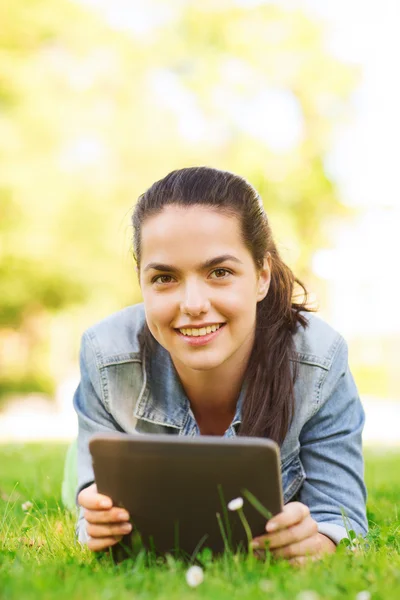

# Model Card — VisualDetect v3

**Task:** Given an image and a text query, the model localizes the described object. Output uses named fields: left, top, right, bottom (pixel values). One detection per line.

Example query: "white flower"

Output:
left=296, top=590, right=319, bottom=600
left=356, top=590, right=371, bottom=600
left=228, top=496, right=243, bottom=510
left=186, top=565, right=204, bottom=587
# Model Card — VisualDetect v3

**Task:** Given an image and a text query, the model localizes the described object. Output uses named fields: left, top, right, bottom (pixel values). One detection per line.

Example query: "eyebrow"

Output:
left=143, top=254, right=243, bottom=273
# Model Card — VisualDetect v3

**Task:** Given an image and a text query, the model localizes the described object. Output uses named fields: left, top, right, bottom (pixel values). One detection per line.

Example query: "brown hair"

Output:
left=132, top=167, right=310, bottom=444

§

- Objective -
Show every line of the data above that contains the word "Example", matching case exactly.

- Expected output -
Example query: "white flower"
Example query: "eyebrow"
Example query: "brown hair"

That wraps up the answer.